Tekst:
********

Met het ondertekenen van de Gedragscode Medische Hulpmiddelen op 4 december 2013 hebben de twee belangrijkste brancheverenigingen binnen de tandheelkundige sector, INDENT en VGT, zich aangesloten bij de zelfregulering over de relaties tussen leveranciers van medische hulpmiddelen en zorgprofessionals.

Met ingang van 1 januari 2014 is in de Gedragscode Medische Hulpmiddelen op twee onderdelen gewijzigd.

Herkenbaarheid vertegenwoordigers leveranciers op bijeenkomsten
Aan artikel 8 (algemene uitgangspunten bij financiële bijdrage door leveranciers in de kosten van bijeenkomsten voor zorgprofessionals) is een nieuw lid 6 toegevoegd. Op grond van deze nieuwe bepaling dienen vertegenwoordigers van leveranciers, die aanwezig zijn op bijeenkomsten waaraan zorgprofessionals deelnemen, als zodanig herkenbaar zijn, bijvoorbeeld door het dragen van een badge. Voor de integrale tekst van het nieuwe artikel 8 lid 6 klik hier.

Betrokkenheid bij totstandkoming adviesrapporten, richtlijnen

Er is een nieuw artikel 18 ingevoegd. In dit artikel is bepaald dat zorgprofessionals die deelnemen aan commissies die zich bezig houden met het opstellen van (wetenschappelijke) adviesrapporten of behandelrichtlijnen handelen overeenkomstig de ‘Code ter voorkoming van oneigenlijke beïnvloeding door belangenverstrengeling‘. Tevens is expliciet vastgelegd dat leveranciers deze Code belangenverstrengeling onderschrijven.

De ‘Code ter voorkoming van oneigenlijke beïnvloeding door belangenverstrengeling’  is opgesteld in 2012 en waarborgt dat de deelnemers aan commissies die een bijdrage leveren aan adviesrapporten en richtlijnen een onbevooroordeelde inbreng kunnen hebben van hun kennis en inzichten. Door in artikel 18 van de Gedragscode Medische Hulpmiddelen expliciet te verwijzen naar deze Code belangenverstrengeling wordt niet alleen bereikt dat de zorgprofessionals die zijn aangesloten bij een koepelorganisatie die deze Code reeds hebben onderschreven hier nog eens aan worden herinnerd, maar wordt tevens gestimuleerd dat ook andere zorgprofessionals zich hieraan conformeren. Hetzelfde geldt voor leveranciers; in het tweede lid van artikel 18 onderschrijven zij de uitgangspunten van de Code belangenverstrengeling. Voor de integrale tekst van het nieuwe artikel 18 klik hier. Voor de toelichting op het nieuwe artikel 18 klik hier.

********

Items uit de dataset
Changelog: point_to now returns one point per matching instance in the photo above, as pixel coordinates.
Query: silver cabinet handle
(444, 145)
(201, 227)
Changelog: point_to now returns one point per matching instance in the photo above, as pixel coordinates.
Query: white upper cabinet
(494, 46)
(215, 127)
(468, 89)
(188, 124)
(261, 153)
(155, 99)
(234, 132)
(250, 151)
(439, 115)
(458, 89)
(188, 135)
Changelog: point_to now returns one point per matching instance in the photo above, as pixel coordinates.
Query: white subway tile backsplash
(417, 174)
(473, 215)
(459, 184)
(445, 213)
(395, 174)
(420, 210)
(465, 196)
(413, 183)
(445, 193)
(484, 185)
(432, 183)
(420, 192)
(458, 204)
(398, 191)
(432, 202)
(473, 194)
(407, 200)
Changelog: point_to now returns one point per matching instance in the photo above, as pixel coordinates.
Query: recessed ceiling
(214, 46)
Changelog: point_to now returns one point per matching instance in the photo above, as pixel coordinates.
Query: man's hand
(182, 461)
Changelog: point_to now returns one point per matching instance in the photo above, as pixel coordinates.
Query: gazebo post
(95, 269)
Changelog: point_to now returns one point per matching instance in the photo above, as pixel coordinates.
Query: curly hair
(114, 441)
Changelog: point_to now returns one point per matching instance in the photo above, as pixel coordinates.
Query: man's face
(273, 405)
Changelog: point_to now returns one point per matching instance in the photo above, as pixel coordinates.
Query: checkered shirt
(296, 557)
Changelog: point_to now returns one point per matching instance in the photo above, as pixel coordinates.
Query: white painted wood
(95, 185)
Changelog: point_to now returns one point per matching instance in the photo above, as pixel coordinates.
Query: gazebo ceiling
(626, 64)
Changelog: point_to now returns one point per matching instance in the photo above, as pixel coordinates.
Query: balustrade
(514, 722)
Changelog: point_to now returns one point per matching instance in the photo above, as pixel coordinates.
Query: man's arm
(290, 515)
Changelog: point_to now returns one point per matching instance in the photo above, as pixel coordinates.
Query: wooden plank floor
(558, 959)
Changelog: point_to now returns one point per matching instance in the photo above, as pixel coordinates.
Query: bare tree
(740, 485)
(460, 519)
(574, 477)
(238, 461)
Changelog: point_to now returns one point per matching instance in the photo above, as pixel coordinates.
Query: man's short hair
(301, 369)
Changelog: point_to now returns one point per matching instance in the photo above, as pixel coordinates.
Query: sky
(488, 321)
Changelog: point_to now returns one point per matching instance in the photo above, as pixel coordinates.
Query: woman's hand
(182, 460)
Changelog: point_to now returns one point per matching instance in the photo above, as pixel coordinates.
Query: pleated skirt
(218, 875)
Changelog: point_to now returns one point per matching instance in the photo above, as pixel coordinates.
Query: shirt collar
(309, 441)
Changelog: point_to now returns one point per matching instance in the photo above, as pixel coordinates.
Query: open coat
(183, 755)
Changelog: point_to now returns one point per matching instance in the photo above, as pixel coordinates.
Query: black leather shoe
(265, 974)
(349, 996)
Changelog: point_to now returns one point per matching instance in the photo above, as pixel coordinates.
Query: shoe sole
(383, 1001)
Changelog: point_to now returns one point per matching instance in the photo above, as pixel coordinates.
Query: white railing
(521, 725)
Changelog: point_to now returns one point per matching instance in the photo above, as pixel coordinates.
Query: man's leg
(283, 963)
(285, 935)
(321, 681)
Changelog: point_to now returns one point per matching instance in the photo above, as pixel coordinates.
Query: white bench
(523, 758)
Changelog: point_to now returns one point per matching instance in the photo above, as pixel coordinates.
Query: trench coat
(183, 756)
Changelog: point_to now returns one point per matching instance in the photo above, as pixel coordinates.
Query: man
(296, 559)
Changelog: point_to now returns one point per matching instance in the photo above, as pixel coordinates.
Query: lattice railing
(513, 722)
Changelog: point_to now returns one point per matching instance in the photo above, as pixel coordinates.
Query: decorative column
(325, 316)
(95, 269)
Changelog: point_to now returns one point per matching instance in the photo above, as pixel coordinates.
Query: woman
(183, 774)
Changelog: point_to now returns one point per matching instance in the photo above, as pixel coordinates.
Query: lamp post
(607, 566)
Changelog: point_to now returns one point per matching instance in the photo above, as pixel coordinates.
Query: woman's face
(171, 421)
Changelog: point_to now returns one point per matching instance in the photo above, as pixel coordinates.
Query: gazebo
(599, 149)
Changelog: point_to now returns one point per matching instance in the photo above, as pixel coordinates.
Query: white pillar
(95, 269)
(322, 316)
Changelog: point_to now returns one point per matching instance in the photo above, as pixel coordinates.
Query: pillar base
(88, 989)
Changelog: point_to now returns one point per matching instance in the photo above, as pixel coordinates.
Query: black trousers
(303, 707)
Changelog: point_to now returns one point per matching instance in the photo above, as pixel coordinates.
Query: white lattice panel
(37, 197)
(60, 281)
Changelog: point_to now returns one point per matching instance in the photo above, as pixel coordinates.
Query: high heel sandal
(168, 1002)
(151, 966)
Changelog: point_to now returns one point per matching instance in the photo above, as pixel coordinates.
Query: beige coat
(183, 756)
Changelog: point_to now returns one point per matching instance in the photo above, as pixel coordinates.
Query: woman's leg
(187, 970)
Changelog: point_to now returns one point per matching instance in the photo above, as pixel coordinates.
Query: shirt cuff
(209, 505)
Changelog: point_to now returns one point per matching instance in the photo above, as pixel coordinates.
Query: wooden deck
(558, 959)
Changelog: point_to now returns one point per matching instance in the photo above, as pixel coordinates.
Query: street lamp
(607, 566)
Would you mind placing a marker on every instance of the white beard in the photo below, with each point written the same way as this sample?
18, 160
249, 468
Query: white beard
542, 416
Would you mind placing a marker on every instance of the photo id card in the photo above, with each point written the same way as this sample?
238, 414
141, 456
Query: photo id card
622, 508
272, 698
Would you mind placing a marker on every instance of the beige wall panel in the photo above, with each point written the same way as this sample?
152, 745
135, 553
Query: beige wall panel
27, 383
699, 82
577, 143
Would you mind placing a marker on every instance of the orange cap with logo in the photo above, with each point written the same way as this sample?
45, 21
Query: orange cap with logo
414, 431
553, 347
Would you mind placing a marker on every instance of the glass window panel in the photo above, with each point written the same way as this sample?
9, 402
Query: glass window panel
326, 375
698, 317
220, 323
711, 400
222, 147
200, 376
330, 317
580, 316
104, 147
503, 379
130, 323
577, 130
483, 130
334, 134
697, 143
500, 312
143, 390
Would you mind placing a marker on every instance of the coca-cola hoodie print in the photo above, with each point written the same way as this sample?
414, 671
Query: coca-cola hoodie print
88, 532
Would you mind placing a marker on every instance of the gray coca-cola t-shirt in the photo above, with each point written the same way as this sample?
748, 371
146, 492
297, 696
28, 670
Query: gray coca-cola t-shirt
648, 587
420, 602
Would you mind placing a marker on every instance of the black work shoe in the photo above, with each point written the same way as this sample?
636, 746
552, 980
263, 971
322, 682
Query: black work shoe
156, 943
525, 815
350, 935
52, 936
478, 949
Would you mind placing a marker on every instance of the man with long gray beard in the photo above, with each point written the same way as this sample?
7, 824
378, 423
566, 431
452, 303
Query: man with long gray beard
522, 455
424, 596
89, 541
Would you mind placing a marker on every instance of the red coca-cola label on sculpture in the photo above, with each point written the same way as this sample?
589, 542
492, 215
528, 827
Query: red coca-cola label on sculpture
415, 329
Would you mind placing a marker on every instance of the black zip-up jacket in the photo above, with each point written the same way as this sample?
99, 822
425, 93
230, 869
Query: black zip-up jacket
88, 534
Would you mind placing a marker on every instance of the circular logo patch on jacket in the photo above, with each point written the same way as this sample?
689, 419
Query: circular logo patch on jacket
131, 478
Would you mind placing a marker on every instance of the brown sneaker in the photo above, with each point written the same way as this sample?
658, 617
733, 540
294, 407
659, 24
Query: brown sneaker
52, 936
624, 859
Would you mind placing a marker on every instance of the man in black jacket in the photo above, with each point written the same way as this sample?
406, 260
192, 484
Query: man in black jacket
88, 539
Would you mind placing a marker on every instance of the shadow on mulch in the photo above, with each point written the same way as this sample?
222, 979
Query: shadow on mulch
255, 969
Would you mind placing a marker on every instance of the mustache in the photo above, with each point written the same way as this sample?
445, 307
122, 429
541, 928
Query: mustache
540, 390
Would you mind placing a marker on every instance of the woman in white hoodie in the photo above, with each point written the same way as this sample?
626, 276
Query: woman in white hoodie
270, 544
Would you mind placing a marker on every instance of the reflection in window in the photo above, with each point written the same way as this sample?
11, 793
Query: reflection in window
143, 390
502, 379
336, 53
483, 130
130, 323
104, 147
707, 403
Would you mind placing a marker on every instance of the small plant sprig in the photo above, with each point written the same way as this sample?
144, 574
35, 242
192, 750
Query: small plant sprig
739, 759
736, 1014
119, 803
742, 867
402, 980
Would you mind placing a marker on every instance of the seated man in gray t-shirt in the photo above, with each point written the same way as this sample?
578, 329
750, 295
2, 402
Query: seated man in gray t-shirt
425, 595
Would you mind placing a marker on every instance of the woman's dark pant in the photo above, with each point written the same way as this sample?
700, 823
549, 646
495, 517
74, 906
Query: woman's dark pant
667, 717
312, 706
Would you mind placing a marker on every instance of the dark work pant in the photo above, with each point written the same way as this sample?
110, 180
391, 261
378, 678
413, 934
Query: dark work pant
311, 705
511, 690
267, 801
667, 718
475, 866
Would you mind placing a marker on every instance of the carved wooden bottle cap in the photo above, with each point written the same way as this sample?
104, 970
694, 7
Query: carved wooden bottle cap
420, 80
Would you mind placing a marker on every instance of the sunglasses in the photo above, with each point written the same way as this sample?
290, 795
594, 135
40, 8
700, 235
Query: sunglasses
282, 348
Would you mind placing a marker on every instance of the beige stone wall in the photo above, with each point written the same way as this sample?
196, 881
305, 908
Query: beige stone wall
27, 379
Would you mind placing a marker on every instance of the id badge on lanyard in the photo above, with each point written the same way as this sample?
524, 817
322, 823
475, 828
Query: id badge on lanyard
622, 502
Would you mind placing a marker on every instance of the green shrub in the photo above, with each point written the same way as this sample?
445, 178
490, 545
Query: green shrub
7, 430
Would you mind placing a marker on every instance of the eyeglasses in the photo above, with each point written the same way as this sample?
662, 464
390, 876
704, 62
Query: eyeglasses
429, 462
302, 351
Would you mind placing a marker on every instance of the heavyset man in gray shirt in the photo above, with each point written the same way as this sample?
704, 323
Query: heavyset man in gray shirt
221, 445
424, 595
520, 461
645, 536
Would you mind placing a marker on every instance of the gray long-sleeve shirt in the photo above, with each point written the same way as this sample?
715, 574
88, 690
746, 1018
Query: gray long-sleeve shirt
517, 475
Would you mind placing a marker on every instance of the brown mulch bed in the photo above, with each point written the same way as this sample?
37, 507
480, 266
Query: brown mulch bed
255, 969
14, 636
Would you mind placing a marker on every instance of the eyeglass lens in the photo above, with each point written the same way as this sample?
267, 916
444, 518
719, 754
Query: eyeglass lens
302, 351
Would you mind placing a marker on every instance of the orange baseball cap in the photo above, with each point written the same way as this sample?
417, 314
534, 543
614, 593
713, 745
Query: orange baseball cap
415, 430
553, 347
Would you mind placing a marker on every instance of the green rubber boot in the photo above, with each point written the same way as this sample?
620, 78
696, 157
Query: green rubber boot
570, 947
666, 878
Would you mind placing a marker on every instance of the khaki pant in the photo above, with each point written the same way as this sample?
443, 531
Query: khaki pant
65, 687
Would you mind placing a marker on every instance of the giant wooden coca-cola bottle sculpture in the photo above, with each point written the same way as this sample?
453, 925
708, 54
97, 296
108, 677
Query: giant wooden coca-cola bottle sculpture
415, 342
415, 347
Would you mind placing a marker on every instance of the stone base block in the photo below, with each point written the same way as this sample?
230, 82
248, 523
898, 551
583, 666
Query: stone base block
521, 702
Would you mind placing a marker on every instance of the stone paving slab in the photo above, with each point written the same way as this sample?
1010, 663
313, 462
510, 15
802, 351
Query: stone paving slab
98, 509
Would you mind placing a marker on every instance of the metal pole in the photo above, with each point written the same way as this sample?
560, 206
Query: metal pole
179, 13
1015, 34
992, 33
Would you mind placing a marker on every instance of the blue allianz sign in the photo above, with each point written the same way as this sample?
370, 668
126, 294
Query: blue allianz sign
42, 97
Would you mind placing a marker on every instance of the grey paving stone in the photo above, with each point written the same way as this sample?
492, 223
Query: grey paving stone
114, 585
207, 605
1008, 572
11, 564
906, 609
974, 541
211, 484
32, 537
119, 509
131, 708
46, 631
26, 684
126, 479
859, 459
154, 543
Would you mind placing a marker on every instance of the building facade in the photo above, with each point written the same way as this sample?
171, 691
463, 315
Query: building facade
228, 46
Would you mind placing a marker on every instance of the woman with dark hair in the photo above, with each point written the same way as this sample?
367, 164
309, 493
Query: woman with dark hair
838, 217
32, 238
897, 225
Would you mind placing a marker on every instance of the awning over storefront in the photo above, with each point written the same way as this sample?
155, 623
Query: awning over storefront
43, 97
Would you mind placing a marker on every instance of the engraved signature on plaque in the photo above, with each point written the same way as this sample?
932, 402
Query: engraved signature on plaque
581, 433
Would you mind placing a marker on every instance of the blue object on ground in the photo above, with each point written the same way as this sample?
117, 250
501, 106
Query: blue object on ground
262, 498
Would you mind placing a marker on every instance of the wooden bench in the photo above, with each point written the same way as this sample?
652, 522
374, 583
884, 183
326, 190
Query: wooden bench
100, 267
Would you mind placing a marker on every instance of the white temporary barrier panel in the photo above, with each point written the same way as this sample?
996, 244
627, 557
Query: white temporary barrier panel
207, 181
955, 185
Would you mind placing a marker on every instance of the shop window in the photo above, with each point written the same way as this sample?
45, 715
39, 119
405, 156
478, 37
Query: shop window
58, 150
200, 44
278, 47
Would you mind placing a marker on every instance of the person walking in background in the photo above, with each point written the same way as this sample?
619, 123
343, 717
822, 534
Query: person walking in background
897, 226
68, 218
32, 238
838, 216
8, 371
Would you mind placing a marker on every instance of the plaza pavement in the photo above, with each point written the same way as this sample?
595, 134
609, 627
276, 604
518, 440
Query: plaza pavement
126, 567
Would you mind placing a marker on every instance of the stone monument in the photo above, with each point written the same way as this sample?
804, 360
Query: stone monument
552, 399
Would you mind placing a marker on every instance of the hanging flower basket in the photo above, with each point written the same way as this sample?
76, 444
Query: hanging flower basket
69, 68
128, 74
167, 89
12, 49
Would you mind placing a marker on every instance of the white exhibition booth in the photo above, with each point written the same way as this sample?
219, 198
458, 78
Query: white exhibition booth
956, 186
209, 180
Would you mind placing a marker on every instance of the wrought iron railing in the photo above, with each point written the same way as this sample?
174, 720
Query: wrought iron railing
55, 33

********

Opdracht A:
Beantwoord over de tekst over de Gedragscode Medische Hulpmiddelen deze vragen:
(i) Op welke datum is de Gedragscode Medische Hulpmiddelen door INDENT en VGT ondertekend?
(ii) Welk voorbeeld geeft de tekst van hoe vertegenwoordigers van leveranciers herkenbaar kunnen zijn?
(iii) In welk jaar is de 'Code ter voorkoming van oneigenlijke beïnvloeding door belangenverstrengeling' opgesteld?
Opdracht B: Vervang in de tekst over de Gedragscode Medische Hulpmiddelen "brancheverenigingen" door "beroepsorganisaties", en geef het deel dat begint bij "Met het ondertekenen" en eindigt bij "twee onderdelen gewijzigd." opnieuw met die wijziging.
Opdracht C: Vat de tekst over de Gedragscode Medische Hulpmiddelen samen in twee zinnen.

Uitwerking A:
(i) 4 december 2013
(ii) Het dragen van een badge
(iii) 2012

Uitwerking B:
Met het ondertekenen van de Gedragscode Medische Hulpmiddelen op 4 december 2013 hebben de twee belangrijkste beroepsorganisaties binnen de tandheelkundige sector, INDENT en VGT, zich aangesloten bij de zelfregulering over de relaties tussen leveranciers van medische hulpmiddelen en zorgprofessionals.

Met ingang van 1 januari 2014 is in de Gedragscode Medische Hulpmiddelen op twee onderdelen gewijzigd.

Uitwerking C: Door de Gedragscode Medische Hulpmiddelen op 4 december 2013 te ondertekenen, hebben INDENT en VGT, de twee belangrijkste brancheverenigingen in de tandheelkundige sector, zich aangesloten bij de zelfregulering over de relaties tussen leveranciers en zorgprofessionals, en per 1 januari 2014 is die gedragscode op twee onderdelen gewijzigd. Volgens een nieuw lid 6 van artikel 8 moeten vertegenwoordigers van leveranciers op bijeenkomsten met zorgprofessionals herkenbaar zijn, en een nieuw artikel 18 bepaalt dat zorgprofessionals in commissies voor adviesrapporten of behandelrichtlijnen handelen volgens de Code belangenverstrengeling, die ook door leveranciers wordt onderschreven.